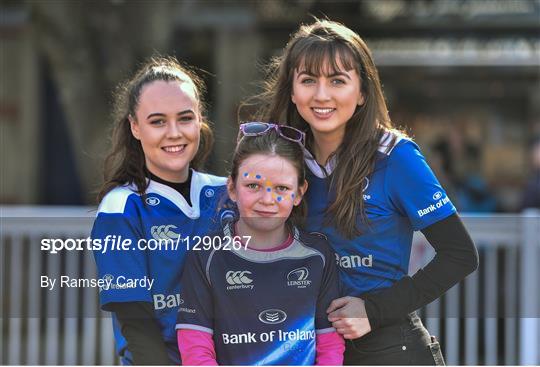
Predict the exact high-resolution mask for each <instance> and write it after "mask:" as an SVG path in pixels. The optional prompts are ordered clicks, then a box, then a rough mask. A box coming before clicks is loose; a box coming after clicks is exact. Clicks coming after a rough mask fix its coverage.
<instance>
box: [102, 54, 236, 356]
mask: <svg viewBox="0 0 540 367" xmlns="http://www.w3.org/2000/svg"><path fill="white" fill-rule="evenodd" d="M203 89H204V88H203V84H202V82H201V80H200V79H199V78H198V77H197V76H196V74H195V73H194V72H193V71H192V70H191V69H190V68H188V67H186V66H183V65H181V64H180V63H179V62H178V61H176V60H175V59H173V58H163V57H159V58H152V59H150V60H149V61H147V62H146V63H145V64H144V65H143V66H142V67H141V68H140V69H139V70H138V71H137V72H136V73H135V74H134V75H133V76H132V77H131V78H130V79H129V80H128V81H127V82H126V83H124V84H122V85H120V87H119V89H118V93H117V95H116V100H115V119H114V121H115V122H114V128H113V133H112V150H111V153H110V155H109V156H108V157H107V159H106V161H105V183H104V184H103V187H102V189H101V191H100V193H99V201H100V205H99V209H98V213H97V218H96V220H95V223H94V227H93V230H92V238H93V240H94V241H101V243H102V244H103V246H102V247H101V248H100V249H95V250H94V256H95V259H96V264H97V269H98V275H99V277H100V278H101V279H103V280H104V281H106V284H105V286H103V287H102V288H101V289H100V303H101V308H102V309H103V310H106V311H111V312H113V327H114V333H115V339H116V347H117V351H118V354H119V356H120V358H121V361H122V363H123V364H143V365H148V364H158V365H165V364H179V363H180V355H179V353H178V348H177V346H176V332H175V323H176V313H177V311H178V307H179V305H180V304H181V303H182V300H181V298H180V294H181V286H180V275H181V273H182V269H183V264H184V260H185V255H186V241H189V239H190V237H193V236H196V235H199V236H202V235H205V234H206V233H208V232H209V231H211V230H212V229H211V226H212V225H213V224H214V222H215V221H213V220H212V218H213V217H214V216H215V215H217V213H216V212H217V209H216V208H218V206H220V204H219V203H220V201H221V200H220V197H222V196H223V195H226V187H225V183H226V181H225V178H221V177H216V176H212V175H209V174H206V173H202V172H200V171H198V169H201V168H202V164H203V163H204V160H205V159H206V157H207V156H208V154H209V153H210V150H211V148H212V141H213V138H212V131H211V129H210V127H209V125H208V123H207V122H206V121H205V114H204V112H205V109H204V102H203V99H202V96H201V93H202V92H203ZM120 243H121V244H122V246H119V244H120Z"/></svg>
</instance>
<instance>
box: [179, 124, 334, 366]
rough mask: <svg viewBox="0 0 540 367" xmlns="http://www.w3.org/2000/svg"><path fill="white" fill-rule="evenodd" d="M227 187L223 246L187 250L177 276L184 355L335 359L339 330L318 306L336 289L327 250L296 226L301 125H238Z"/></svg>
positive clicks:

——————

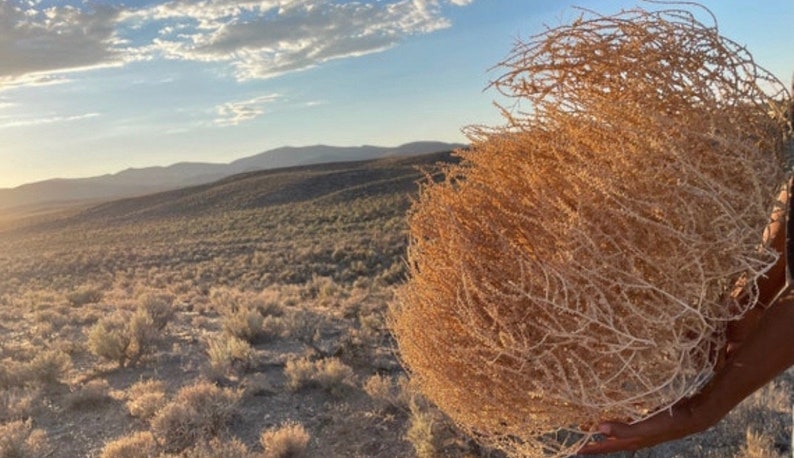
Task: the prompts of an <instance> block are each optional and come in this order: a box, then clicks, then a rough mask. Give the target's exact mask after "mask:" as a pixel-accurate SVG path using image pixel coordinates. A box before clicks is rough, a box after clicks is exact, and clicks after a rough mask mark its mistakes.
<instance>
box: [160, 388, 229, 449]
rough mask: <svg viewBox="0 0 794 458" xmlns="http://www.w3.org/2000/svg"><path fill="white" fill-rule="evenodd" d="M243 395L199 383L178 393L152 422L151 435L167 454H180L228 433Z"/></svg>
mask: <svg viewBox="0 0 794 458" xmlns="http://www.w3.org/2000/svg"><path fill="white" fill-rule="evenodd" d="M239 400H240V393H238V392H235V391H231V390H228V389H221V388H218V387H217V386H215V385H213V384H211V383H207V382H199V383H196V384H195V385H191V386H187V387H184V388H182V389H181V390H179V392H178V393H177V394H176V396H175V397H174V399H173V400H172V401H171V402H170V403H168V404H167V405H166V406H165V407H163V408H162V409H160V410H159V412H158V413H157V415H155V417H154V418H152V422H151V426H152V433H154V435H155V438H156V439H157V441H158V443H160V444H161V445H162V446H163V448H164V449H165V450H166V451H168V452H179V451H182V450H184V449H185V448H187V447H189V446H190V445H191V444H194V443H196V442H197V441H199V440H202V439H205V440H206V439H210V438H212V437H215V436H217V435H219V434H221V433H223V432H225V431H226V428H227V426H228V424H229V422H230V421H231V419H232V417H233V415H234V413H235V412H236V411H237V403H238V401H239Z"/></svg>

——————

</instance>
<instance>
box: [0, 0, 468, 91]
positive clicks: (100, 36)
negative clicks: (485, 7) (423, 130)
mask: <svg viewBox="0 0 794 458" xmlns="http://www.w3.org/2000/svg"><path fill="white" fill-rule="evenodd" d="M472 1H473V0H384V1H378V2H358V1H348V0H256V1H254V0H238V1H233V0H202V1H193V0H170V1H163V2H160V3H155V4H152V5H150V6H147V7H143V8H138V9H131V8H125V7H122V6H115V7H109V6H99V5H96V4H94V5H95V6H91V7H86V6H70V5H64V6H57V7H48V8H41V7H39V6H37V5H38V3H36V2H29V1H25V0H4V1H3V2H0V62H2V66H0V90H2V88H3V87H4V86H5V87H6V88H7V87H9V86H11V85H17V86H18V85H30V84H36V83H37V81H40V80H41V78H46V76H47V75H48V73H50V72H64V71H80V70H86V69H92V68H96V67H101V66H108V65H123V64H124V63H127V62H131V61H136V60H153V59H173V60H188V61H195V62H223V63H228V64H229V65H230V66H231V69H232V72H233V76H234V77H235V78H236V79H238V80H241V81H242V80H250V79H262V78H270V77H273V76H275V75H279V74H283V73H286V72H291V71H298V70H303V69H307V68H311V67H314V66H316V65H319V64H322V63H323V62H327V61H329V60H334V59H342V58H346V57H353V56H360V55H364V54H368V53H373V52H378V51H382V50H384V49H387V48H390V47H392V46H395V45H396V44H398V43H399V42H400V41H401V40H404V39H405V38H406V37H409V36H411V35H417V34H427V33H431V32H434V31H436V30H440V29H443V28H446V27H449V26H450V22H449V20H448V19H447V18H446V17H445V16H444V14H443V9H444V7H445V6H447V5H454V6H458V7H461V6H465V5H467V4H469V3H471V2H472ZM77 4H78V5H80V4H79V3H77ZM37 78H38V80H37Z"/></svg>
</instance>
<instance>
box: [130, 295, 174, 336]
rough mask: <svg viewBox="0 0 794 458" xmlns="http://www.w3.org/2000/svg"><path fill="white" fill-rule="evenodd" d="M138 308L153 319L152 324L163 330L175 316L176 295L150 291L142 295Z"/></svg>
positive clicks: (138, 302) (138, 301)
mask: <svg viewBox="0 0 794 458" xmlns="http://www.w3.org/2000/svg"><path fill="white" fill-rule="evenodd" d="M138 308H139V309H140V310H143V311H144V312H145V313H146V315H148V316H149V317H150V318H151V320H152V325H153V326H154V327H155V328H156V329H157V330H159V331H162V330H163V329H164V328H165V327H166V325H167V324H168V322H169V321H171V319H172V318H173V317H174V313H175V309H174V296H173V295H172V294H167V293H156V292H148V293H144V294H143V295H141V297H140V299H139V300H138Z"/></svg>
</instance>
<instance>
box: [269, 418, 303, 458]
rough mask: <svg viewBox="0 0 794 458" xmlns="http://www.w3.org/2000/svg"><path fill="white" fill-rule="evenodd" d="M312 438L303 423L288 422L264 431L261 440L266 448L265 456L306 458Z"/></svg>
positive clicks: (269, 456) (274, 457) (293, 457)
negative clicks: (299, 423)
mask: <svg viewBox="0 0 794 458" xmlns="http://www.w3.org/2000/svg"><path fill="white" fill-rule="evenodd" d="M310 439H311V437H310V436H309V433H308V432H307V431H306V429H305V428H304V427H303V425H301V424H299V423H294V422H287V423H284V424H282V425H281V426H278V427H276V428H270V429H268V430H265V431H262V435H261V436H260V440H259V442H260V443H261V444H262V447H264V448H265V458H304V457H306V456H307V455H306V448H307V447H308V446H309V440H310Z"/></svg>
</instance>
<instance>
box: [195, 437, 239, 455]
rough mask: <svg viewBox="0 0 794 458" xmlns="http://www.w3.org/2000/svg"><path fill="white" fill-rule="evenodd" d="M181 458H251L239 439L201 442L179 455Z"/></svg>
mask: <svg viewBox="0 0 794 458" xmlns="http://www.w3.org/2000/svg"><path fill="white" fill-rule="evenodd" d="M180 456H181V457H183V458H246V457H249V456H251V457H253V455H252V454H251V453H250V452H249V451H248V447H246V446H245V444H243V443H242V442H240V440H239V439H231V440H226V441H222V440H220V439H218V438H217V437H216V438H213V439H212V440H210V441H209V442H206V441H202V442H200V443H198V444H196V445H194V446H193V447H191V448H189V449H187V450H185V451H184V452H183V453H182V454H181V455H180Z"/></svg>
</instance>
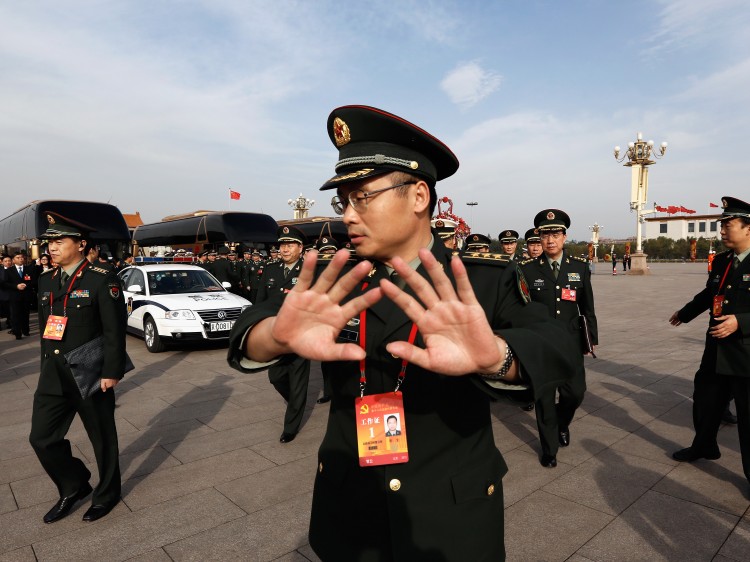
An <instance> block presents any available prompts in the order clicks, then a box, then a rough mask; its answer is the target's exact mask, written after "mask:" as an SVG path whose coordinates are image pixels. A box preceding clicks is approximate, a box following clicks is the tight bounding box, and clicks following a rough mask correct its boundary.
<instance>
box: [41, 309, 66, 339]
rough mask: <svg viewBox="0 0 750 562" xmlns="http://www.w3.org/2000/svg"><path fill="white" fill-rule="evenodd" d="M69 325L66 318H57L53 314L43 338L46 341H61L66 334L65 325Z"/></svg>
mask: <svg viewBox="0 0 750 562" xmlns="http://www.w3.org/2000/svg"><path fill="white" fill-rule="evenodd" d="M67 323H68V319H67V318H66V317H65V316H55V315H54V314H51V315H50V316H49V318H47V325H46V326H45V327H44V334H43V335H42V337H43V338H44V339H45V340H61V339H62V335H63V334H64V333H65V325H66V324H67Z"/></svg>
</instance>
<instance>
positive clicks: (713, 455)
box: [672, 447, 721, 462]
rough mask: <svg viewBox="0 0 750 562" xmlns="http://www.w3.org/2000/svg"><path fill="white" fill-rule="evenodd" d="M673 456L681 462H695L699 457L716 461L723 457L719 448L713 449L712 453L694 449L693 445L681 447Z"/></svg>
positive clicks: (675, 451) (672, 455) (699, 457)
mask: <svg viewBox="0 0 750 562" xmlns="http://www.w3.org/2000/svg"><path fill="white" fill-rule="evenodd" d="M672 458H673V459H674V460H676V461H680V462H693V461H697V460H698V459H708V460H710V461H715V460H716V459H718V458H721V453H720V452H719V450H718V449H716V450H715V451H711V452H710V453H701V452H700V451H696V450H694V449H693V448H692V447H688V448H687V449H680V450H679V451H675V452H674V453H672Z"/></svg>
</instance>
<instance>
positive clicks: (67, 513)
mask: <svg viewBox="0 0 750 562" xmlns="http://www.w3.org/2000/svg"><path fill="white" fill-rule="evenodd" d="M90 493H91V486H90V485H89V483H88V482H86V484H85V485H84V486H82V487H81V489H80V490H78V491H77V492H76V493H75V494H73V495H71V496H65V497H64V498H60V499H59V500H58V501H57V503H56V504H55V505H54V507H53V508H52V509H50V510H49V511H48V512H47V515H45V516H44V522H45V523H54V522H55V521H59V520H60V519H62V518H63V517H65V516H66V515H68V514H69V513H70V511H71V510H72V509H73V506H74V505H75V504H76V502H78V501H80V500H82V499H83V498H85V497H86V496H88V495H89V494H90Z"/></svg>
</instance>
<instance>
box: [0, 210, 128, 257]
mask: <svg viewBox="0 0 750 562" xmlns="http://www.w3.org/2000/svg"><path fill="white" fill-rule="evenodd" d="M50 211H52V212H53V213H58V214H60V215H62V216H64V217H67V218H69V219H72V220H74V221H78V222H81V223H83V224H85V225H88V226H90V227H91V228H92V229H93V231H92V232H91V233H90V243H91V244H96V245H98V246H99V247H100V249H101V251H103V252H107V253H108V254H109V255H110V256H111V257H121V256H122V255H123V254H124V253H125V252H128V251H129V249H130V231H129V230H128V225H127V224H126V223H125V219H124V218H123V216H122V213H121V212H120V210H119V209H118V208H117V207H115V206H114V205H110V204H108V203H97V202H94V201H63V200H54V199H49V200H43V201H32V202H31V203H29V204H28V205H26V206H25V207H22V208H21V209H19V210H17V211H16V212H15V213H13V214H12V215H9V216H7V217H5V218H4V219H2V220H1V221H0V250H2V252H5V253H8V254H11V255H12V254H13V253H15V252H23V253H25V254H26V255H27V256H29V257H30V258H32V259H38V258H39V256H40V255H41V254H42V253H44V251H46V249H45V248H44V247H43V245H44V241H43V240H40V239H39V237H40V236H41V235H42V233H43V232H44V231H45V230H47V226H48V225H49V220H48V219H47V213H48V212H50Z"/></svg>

——————

PROBLEM TO SOLVE:
Can you edit everything from "Predict the exact" down to "box: [102, 54, 236, 356]" so that "rough mask" becomes "coarse mask", with nothing else altered?

SOLUTION FOR THIS PROBLEM:
Predict the exact high-resolution mask for each <instance> and write it after "mask:" as an SVG path in pixels. The optional prompts are ordered clicks, then a box, then a coarse mask. A box coming before clicks is loose; a box coming after clicks is exact. Clicks coming after a coarse mask fix its coverage.
<instance>
box: [102, 54, 236, 356]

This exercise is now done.